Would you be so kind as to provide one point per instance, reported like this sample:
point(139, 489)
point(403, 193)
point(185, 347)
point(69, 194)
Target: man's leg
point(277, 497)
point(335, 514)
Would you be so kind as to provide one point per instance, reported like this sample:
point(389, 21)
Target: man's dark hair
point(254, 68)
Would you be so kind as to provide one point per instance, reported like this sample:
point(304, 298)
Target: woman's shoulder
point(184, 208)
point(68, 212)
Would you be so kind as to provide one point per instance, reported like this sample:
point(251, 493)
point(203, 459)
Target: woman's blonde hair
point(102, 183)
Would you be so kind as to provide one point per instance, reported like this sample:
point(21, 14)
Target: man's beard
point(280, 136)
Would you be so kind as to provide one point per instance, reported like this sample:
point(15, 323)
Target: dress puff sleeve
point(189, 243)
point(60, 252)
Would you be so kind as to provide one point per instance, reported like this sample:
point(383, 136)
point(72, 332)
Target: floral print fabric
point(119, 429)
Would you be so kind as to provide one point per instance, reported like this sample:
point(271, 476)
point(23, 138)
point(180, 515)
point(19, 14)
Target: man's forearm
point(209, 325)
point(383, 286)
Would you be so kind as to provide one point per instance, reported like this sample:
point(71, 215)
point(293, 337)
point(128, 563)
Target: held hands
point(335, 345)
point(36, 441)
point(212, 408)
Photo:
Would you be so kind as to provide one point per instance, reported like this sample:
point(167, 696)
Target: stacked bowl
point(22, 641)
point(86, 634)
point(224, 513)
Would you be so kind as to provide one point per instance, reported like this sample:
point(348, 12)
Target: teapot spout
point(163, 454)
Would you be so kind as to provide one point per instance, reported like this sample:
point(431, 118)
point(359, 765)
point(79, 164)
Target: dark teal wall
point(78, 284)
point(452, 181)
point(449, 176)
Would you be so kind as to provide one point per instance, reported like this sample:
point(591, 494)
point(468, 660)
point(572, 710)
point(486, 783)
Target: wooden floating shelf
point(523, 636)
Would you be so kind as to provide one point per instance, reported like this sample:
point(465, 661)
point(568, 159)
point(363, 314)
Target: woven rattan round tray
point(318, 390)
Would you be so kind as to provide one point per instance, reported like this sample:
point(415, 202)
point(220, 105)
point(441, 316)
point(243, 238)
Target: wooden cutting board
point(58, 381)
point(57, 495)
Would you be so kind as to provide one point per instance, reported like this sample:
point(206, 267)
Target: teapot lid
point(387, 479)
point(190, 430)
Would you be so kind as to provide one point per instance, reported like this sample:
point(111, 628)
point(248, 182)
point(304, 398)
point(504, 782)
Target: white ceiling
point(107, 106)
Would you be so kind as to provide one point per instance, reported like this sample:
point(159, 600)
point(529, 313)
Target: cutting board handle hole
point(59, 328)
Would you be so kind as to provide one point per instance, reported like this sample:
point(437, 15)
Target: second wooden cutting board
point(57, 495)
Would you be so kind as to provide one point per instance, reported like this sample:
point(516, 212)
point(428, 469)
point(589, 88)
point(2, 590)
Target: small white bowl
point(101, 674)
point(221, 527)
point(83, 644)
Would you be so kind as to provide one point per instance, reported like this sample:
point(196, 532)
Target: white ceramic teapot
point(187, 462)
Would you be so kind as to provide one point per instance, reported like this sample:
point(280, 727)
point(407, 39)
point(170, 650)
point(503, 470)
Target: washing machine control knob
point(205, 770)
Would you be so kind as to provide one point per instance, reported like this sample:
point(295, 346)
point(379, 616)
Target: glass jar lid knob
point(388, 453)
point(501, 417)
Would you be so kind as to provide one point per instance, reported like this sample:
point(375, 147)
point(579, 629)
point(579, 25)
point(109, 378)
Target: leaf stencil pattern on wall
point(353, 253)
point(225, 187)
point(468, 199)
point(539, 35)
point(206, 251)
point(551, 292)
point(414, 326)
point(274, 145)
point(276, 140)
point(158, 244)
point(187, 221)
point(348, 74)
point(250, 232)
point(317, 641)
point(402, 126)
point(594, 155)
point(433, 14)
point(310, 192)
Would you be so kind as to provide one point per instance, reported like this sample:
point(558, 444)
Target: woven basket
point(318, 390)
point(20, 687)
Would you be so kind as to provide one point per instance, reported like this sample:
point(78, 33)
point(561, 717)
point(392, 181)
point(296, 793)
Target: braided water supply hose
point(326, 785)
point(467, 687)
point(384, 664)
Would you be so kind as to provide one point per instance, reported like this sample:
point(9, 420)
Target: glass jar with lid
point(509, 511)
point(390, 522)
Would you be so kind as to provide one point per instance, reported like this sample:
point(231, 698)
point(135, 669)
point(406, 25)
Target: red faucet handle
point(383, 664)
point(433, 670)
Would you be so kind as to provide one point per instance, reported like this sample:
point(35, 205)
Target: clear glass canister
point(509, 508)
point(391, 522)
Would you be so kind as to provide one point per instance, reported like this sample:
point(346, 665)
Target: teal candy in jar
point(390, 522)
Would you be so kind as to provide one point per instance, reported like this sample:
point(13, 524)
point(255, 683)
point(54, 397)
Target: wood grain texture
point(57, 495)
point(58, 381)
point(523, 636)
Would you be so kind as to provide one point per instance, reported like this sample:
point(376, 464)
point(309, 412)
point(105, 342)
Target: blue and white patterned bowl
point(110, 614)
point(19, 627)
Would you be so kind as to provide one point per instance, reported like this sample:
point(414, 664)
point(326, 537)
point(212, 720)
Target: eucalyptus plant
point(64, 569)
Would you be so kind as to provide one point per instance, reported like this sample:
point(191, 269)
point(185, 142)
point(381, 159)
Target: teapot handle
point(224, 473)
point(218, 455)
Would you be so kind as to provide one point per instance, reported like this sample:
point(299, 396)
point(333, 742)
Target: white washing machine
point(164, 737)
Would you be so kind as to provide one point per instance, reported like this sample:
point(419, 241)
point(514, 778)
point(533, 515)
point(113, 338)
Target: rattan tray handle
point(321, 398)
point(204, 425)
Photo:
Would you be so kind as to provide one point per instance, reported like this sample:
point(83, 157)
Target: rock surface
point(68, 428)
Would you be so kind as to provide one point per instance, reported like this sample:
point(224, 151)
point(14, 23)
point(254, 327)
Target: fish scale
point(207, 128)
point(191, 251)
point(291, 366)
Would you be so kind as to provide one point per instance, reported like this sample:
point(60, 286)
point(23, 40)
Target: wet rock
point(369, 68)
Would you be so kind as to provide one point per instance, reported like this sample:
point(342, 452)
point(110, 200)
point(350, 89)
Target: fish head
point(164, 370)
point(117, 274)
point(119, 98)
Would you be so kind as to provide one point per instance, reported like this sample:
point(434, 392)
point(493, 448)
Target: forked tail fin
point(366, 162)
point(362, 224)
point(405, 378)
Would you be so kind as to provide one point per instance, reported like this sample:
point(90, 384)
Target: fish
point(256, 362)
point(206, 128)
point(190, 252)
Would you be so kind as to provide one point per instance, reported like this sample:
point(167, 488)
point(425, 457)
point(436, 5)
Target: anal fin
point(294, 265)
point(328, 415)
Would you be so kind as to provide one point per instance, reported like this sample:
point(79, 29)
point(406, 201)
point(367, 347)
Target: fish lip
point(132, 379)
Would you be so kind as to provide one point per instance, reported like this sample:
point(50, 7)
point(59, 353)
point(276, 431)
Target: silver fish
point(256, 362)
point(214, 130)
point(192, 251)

• [GIVEN EXERCISE] Rewrite all of the material above as a numbered list, one line per item, and leave out any blank lines.

• [TASK SOLUTION]
1. Would you be so kind as to provide one point per instance, reported like this sample:
2. point(139, 489)
3. point(403, 193)
4. point(185, 347)
5. point(69, 194)
6. Target: man's leg
7. point(277, 497)
8. point(335, 514)
9. Would you be so kind as to provide one point per instance, reported like this sample:
10. point(389, 21)
11. Target: man's dark hair
12. point(254, 68)
13. Would you be so kind as to provide one point per instance, reported like this sample:
14. point(304, 298)
15. Target: woman's shoulder
16. point(184, 208)
17. point(68, 212)
18. Would you be so kind as to provide one point per instance, reported like this sample:
19. point(251, 493)
20. point(203, 459)
21. Target: woman's blonde hair
22. point(102, 183)
23. Would you be so kind as to provide one point per instance, reported like this sample:
24. point(21, 14)
25. Target: man's beard
26. point(280, 136)
27. Would you be so kind as to provide one point per instance, reported like this sample:
28. point(15, 323)
29. Target: dress puff sleeve
30. point(189, 243)
31. point(60, 252)
32. Would you be so kind as to provide one point per instance, reported like this sample:
33. point(383, 136)
34. point(72, 332)
35. Target: floral print fabric
36. point(119, 429)
37. Would you be so kind as to provide one point per instance, reported like this sample:
38. point(271, 476)
39. point(23, 138)
40. point(180, 515)
41. point(19, 14)
42. Target: man's forearm
43. point(209, 325)
44. point(383, 286)
45. Would you be so kind as to provide one point per instance, reported like this sample:
46. point(71, 215)
47. point(293, 337)
48. point(128, 563)
49. Target: held hands
50. point(335, 345)
51. point(36, 441)
52. point(212, 408)
53. Photo:
54. Would you be so kind as to provide one point per instance, reported like this sample:
55. point(167, 696)
56. Target: stacked bowl
57. point(22, 641)
58. point(86, 634)
59. point(224, 513)
60. Would you be so kind as to provide one point per instance, reported like this sample:
61. point(348, 12)
62. Target: teapot spout
63. point(163, 454)
64. Would you be so kind as to provide one point per instance, reported like this sample:
65. point(431, 118)
66. point(359, 765)
67. point(79, 164)
68. Target: dark teal wall
69. point(78, 284)
70. point(452, 181)
71. point(449, 176)
72. Would you be so kind as to provide one point per instance, reported like this sample:
73. point(591, 494)
74. point(468, 660)
75. point(572, 710)
76. point(486, 783)
77. Target: wooden floating shelf
78. point(523, 636)
79. Would you be so kind as to provide one point per instance, reported like this sample:
80. point(465, 661)
81. point(568, 159)
82. point(363, 314)
83. Target: woven rattan round tray
84. point(318, 390)
85. Would you be so kind as to provide one point per instance, reported like this sample:
86. point(415, 202)
87. point(220, 105)
88. point(441, 316)
89. point(243, 238)
90. Target: wooden cutting board
91. point(58, 381)
92. point(57, 495)
93. Would you be so kind as to provide one point per instance, reported like this sample:
94. point(206, 267)
95. Target: teapot lid
96. point(387, 479)
97. point(190, 430)
98. Would you be so kind as to provide one point per instance, reported like this sample:
99. point(111, 628)
100. point(248, 182)
101. point(304, 398)
102. point(504, 782)
103. Target: white ceiling
104. point(107, 106)
105. Would you be so kind as to provide one point per instance, reported like this sample:
106. point(159, 600)
107. point(529, 313)
108. Target: cutting board handle hole
109. point(59, 328)
110. Would you be so kind as to provide one point per instance, reported like this sample:
111. point(437, 15)
112. Target: second wooden cutting board
113. point(57, 495)
114. Would you be so kind as to provide one point per instance, reported like this sample:
115. point(516, 212)
116. point(428, 469)
117. point(589, 88)
118. point(2, 590)
119. Target: small white bowl
120. point(101, 674)
121. point(221, 527)
122. point(83, 644)
123. Would you be so kind as to provide one point per instance, reported like this sample:
124. point(196, 532)
125. Target: white ceramic teapot
126. point(187, 462)
127. Would you be so kind as to provide one point per instance, reported like this sample:
128. point(280, 727)
129. point(407, 39)
130. point(170, 650)
131. point(503, 470)
132. Target: washing machine control knob
133. point(205, 770)
134. Would you be so kind as to provide one point per instance, reported like this sample:
135. point(295, 346)
136. point(379, 616)
137. Target: glass jar lid knob
138. point(388, 453)
139. point(501, 417)
140. Would you be so kind as to provide one point per instance, reported like this sample:
141. point(375, 147)
142. point(579, 629)
143. point(579, 25)
144. point(109, 378)
145. Target: leaf stencil pattern on wall
146. point(353, 253)
147. point(225, 187)
148. point(468, 199)
149. point(539, 35)
150. point(206, 251)
151. point(551, 292)
152. point(414, 326)
153. point(274, 145)
154. point(276, 140)
155. point(158, 244)
156. point(187, 221)
157. point(348, 74)
158. point(250, 232)
159. point(317, 641)
160. point(402, 126)
161. point(594, 155)
162. point(433, 14)
163. point(310, 192)
164. Would you be so kind as to provide one point per instance, reported like this sample:
165. point(558, 444)
166. Target: woven basket
167. point(318, 390)
168. point(20, 687)
169. Would you be so kind as to provide one point per instance, reported like this sample:
170. point(78, 33)
171. point(561, 717)
172. point(392, 181)
173. point(296, 793)
174. Target: braided water supply hose
175. point(326, 785)
176. point(467, 687)
177. point(384, 664)
178. Would you be so kind as to provide one point per instance, reported like this sample:
179. point(9, 420)
180. Target: glass jar with lid
181. point(509, 511)
182. point(390, 522)
183. Would you be so kind as to provide one point per instance, reported like this sample:
184. point(231, 698)
185. point(135, 669)
186. point(406, 25)
187. Target: red faucet handle
188. point(383, 664)
189. point(433, 670)
190. Would you be so kind as to provide one point per instance, reported like this sample:
191. point(35, 205)
192. Target: clear glass canister
193. point(509, 508)
194. point(391, 522)
195. Would you be so kind as to provide one point per instance, reported like this sample:
196. point(346, 665)
197. Target: teal candy in jar
198. point(390, 522)
199. Would you be so kind as to provide one point per instance, reported like this sample:
200. point(13, 524)
201. point(255, 683)
202. point(54, 397)
203. Target: wood grain texture
204. point(57, 495)
205. point(58, 381)
206. point(523, 636)
207. Would you be so kind as to provide one point per instance, reported like this sample:
208. point(376, 464)
209. point(309, 412)
210. point(105, 342)
211. Target: blue and white patterned bowl
212. point(110, 614)
213. point(19, 627)
214. Would you be so kind as to provide one point per instance, reported like this sample:
215. point(414, 664)
216. point(326, 537)
217. point(212, 720)
218. Target: eucalyptus plant
219. point(64, 569)
220. Would you be so kind as to provide one point per instance, reported like this sample:
221. point(191, 269)
222. point(185, 142)
223. point(381, 159)
224. Target: teapot handle
225. point(224, 473)
226. point(218, 455)
227. Would you be so kind as to provide one point per instance, reported like this sample:
228. point(299, 396)
229. point(333, 742)
230. Target: white washing machine
231. point(164, 737)
232. Would you be so kind as to provide one point per instance, reported like this sample:
233. point(419, 241)
234. point(514, 778)
235. point(533, 515)
236. point(113, 338)
237. Target: rattan tray handle
238. point(321, 398)
239. point(204, 425)
240. Photo:
241. Would you be so kind as to provide one point per instance, reported like this sample:
242. point(83, 157)
243. Target: rock surface
244. point(68, 428)
245. Would you be so kind as to provide one point per instance, reported like this sample:
246. point(224, 151)
247. point(14, 23)
248. point(254, 327)
249. Target: fish scale
250. point(207, 128)
251. point(191, 251)
252. point(291, 366)
253. Would you be so kind as to provide one point per instance, reported like this sample:
254. point(60, 286)
255. point(23, 40)
256. Target: wet rock
257. point(369, 68)
258. Would you be so kind as to provide one point per instance, reported like this sample:
259. point(342, 452)
260. point(110, 200)
261. point(350, 89)
262. Target: fish head
263. point(164, 370)
264. point(117, 274)
265. point(119, 98)
266. Would you be so kind as to provide one point per instance, reported like this sample:
267. point(434, 392)
268. point(493, 448)
269. Target: forked tail fin
270. point(366, 162)
271. point(362, 224)
272. point(405, 378)
273. Would you be so kind as to provide one point per instance, reported like this sample:
274. point(90, 384)
275. Target: fish
276. point(256, 362)
277. point(206, 128)
278. point(190, 252)
279. Would you be so kind as to provide one point per instance, reported like this sample:
280. point(167, 488)
281. point(425, 457)
282. point(436, 5)
283. Target: anal fin
284. point(294, 265)
285. point(328, 415)
286. Would you be so kind as to provide one point per instance, reported like this sample:
287. point(79, 29)
288. point(406, 201)
289. point(367, 347)
290. Target: fish lip
291. point(132, 379)
292. Would you be so kind as to provide one point per instance, reported like this sample:
293. point(50, 7)
294. point(59, 353)
295. point(276, 431)
296. Target: silver fish
297. point(256, 362)
298. point(214, 130)
299. point(192, 251)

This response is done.